Source data

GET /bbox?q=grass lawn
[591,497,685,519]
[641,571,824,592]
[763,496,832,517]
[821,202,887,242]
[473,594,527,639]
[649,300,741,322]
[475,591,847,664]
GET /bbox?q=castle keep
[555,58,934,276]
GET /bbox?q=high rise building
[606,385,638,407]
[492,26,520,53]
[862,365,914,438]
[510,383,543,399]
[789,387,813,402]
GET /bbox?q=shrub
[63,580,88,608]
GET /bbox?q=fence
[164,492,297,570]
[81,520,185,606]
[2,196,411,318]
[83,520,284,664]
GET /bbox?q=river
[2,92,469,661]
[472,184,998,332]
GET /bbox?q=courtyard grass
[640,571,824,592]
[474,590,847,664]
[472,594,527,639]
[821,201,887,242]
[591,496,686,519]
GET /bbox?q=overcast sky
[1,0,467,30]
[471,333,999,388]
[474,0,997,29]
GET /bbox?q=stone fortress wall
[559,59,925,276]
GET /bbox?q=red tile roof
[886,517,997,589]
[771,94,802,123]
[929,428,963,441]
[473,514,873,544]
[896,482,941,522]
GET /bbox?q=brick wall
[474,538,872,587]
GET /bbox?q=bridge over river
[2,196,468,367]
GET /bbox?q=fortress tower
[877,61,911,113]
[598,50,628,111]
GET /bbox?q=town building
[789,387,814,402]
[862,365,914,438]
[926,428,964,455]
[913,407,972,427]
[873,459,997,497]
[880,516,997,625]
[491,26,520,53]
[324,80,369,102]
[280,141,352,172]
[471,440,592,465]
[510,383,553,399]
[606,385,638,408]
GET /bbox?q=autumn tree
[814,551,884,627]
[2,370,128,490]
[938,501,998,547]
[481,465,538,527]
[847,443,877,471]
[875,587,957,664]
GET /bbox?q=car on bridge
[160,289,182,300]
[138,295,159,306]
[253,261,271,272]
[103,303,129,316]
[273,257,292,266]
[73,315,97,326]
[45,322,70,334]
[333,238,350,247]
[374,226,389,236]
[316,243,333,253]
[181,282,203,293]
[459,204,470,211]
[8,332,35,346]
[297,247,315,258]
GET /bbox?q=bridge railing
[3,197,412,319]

#### [Instructions to follow]
The data must be printed verbatim, line by line.

#### [Written response]
GET /bbox?q=grass lawn
[591,497,685,519]
[641,571,824,592]
[763,496,832,517]
[821,202,887,242]
[473,594,527,639]
[649,300,741,322]
[475,591,847,664]
GET /bbox?q=castle keep
[555,58,934,276]
GET /bbox?q=high rise building
[606,385,638,407]
[492,26,520,53]
[862,365,914,438]
[510,383,543,399]
[789,387,813,402]
GET /bbox?q=shrub
[63,580,88,608]
GET /bbox?q=fence
[164,492,297,570]
[81,520,185,606]
[2,196,411,318]
[83,520,284,664]
GET /bbox?q=river
[2,92,469,661]
[472,184,998,332]
GET /bbox?q=courtyard grass
[640,571,824,592]
[474,590,847,664]
[472,594,527,639]
[821,201,887,242]
[591,496,686,519]
GET /bbox?q=overcast sky
[1,0,467,30]
[471,333,999,388]
[474,0,997,29]
GET /bbox?q=stone fortress wall
[559,59,925,276]
GET /bbox?q=red tile roof
[886,517,997,589]
[771,94,802,123]
[929,428,963,441]
[473,514,873,544]
[896,482,941,522]
GET /bbox?q=brick wall
[474,538,872,587]
GET /bbox?q=bridge over river
[2,196,468,367]
GET /bbox?q=fortress tower
[877,61,911,113]
[598,50,628,111]
GET /bbox?q=town building
[789,387,814,402]
[862,365,914,438]
[926,428,964,455]
[913,407,972,427]
[873,459,997,497]
[880,516,997,625]
[491,26,520,53]
[324,80,369,102]
[280,141,352,172]
[471,440,592,465]
[510,383,553,399]
[606,385,638,408]
GET /bbox?q=autumn tree
[814,551,884,627]
[2,370,128,490]
[938,501,998,547]
[481,465,538,527]
[847,443,877,471]
[875,587,957,664]
GET /bbox?q=car on bridge
[160,289,182,300]
[138,295,159,306]
[253,261,271,272]
[103,303,129,316]
[273,257,292,266]
[73,315,97,326]
[45,322,70,334]
[333,238,350,247]
[374,226,389,236]
[316,243,333,253]
[181,282,203,293]
[459,204,470,211]
[8,332,35,346]
[297,247,315,258]
GET /bbox?q=bridge railing
[3,197,412,319]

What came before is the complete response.